TASK OBJECTIVE:
Rewrite the lines from the one with "Can you spot the shallow" to the one with "x=206, y=146", both included, keeping the requests and shifting every coordinate value in the answers up by 10. Give only those lines.

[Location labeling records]

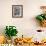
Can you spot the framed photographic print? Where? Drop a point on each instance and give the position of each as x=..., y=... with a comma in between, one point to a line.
x=17, y=11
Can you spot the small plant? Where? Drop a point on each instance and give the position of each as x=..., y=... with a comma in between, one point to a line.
x=11, y=31
x=41, y=17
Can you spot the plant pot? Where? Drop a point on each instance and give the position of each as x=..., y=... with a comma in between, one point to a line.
x=43, y=23
x=9, y=41
x=13, y=38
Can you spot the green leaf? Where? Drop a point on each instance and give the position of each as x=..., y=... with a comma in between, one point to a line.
x=40, y=18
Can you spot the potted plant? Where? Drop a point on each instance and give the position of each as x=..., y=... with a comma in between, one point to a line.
x=10, y=31
x=42, y=17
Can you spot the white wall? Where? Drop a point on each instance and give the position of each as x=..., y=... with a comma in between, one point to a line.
x=25, y=25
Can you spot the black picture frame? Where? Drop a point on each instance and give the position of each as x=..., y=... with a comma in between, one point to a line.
x=17, y=11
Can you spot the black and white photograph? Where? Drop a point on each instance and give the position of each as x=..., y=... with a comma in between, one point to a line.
x=17, y=11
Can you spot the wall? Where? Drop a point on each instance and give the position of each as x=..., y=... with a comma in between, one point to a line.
x=26, y=25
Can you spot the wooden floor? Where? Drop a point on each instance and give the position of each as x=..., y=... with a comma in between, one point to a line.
x=30, y=45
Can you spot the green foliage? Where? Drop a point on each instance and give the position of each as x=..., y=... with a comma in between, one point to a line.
x=41, y=17
x=11, y=31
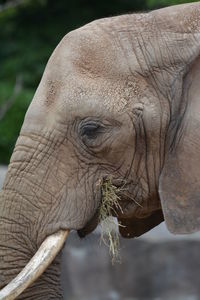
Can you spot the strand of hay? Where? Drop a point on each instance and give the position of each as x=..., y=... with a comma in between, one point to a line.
x=110, y=202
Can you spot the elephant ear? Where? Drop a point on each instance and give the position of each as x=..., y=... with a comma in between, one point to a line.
x=134, y=227
x=179, y=184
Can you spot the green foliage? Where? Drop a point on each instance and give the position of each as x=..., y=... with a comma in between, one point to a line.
x=29, y=32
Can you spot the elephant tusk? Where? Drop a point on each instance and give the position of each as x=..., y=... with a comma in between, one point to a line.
x=36, y=266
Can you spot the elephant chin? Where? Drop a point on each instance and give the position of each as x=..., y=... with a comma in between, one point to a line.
x=36, y=266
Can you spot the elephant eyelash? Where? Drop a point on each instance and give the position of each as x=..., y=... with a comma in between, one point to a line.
x=91, y=130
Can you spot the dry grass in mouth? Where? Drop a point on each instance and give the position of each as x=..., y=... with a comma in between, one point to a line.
x=109, y=203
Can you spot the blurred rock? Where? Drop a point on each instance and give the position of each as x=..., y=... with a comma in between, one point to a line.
x=148, y=270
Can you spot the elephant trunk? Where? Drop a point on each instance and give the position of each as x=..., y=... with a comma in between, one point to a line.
x=36, y=266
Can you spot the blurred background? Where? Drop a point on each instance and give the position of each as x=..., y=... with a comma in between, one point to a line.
x=155, y=266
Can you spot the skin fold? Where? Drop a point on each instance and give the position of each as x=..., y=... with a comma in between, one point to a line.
x=119, y=98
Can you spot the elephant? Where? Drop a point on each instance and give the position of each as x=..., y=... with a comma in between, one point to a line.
x=118, y=98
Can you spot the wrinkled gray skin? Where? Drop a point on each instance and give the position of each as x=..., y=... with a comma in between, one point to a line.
x=120, y=98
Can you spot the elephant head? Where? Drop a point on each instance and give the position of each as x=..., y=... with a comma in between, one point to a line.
x=119, y=98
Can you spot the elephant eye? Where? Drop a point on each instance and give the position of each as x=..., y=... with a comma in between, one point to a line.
x=91, y=130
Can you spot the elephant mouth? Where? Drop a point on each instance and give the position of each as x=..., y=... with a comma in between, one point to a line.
x=126, y=206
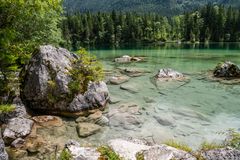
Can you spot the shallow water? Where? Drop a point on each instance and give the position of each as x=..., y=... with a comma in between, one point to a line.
x=199, y=109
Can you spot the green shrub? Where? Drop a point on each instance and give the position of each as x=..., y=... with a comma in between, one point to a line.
x=5, y=108
x=86, y=69
x=65, y=155
x=178, y=145
x=108, y=154
x=206, y=146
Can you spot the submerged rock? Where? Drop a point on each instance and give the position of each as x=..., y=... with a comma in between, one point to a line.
x=167, y=74
x=126, y=116
x=45, y=85
x=48, y=121
x=127, y=59
x=87, y=129
x=133, y=72
x=17, y=128
x=221, y=154
x=129, y=150
x=227, y=70
x=81, y=153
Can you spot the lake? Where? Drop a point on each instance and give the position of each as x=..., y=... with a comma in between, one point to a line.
x=190, y=112
x=199, y=110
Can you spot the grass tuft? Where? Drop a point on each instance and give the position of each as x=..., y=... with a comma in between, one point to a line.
x=178, y=145
x=108, y=154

RESULT OF THE EXERCISE:
Can you spot the shallow water? Where? Drop a point on each instance and give the position of each as x=..., y=... with a comma in between, one point to a line.
x=209, y=119
Can you spot the green shrub? Where? Drop a point on each instance and give the position of each as x=..., y=... with a comma in between, one point to a line.
x=15, y=118
x=96, y=79
x=75, y=165
x=188, y=155
x=118, y=164
x=216, y=156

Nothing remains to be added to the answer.